JOB 1
Copy word for word the forum thread on onboard sound, everything from "The ALC892 provides" down to "Suppression (NS) technologies.".

DOCUMENT PASSAGE
============================================================
# Will my onboard sound be good enough for REW calibrations?



## seanpatrick (Apr 16, 2013)

Hey all, I just ordered a new SVS PB 1000 sub and want to do some testing on it with REW when it arrives. I was wondering if my onboard sound card on my desktop will be good enough. I'm not sure I understand all the jargon, so have copied and pasted the following specs on it: ... Also, Could anyone recommend a decent sub 100 mic to use with it? Cheers!

The ALC892 provides ten DAC channels that simultaneously support 7.1 channel sound playback, plus 2 channels of independent stereo sound output (multiple streaming) through the front panel stereo outputs. Two stereo ADCs and one stereo digital microphone converter are integrated and can support a microphone array with Acoustic Echo Cancellation (AEC), Beam Forming (BF), and Noise Suppression (NS) technologies.

All analog I/O are input and output capable, and headphone amplifiers are also integrated at three analog output ports (port-D/port-E/port-F). All analog I/Os can be re-tasked according to user definitions.
============================================================
JOB 2
Give only the part of the listing running from the line containing "Challenge: find the orange" down to the line containing "[102, 126, 147, 141]", with "reportedly" changed to "supposedly" and nothing else altered.

Bounding box annotation entries:
============================================================
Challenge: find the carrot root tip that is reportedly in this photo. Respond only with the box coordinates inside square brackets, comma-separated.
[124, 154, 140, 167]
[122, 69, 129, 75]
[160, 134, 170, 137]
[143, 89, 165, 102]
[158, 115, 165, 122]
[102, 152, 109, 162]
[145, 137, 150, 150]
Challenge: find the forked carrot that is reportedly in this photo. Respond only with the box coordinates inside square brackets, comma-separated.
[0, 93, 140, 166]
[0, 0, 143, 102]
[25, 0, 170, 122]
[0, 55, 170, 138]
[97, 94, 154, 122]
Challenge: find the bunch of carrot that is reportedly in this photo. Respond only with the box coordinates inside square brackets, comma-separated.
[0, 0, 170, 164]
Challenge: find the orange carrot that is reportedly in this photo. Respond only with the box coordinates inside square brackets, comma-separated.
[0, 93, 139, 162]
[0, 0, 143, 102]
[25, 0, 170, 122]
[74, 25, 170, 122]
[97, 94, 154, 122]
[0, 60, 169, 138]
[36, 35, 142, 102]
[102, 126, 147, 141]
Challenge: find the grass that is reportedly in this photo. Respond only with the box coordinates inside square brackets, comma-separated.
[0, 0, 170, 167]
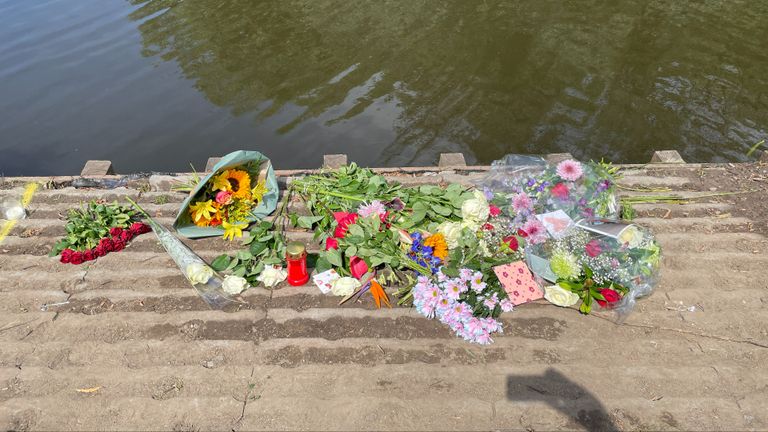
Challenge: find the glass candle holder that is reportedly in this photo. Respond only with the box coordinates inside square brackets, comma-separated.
[285, 242, 309, 286]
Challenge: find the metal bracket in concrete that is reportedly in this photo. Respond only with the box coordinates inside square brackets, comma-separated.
[651, 150, 685, 163]
[80, 160, 115, 177]
[544, 153, 573, 165]
[205, 157, 221, 172]
[323, 154, 347, 169]
[437, 153, 467, 168]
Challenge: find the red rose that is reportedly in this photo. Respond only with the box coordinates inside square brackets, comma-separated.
[325, 237, 339, 250]
[69, 251, 83, 265]
[120, 231, 133, 243]
[502, 236, 520, 251]
[61, 248, 75, 264]
[597, 288, 621, 307]
[551, 183, 569, 200]
[349, 256, 368, 279]
[112, 240, 125, 251]
[584, 239, 603, 258]
[97, 238, 115, 252]
[83, 249, 97, 261]
[333, 212, 358, 238]
[128, 222, 144, 235]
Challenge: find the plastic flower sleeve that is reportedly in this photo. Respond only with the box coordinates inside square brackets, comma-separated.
[526, 219, 661, 321]
[128, 198, 240, 309]
[478, 155, 619, 224]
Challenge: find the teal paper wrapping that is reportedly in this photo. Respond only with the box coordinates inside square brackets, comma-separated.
[173, 150, 280, 238]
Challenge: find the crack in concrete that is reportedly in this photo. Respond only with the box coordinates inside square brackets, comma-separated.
[591, 315, 768, 348]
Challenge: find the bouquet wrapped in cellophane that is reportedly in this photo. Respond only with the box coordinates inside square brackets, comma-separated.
[128, 198, 250, 309]
[526, 219, 661, 319]
[173, 150, 279, 240]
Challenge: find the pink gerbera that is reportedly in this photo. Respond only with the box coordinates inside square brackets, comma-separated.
[522, 217, 547, 244]
[512, 192, 533, 213]
[557, 159, 584, 181]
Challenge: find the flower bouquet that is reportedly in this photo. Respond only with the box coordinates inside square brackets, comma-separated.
[480, 155, 619, 238]
[49, 201, 150, 265]
[128, 198, 250, 309]
[173, 151, 279, 240]
[526, 219, 661, 317]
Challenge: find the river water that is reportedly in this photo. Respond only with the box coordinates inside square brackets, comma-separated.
[0, 0, 768, 175]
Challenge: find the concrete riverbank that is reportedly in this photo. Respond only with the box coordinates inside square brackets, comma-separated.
[0, 154, 768, 430]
============================================================
COMPLETE ANSWER 1
The ALC892 provides ten DAC channels that simultaneously support 7.1 channel sound playback, plus 2 channels of independent stereo sound output (multiple streaming) through the front panel stereo outputs. Two stereo ADCs and one stereo digital microphone converter are integrated and can support a microphone array with Acoustic Echo Cancellation (AEC), Beam Forming (BF), and Noise Suppression (NS) technologies.

COMPLETE ANSWER 2
Challenge: find the orange carrot that is supposedly in this photo. Respond only with the box coordinates inside square brackets, comma-separated.
[0, 93, 139, 162]
[0, 0, 143, 102]
[25, 0, 170, 122]
[74, 25, 170, 122]
[97, 94, 154, 122]
[0, 60, 169, 138]
[36, 35, 142, 102]
[102, 126, 147, 141]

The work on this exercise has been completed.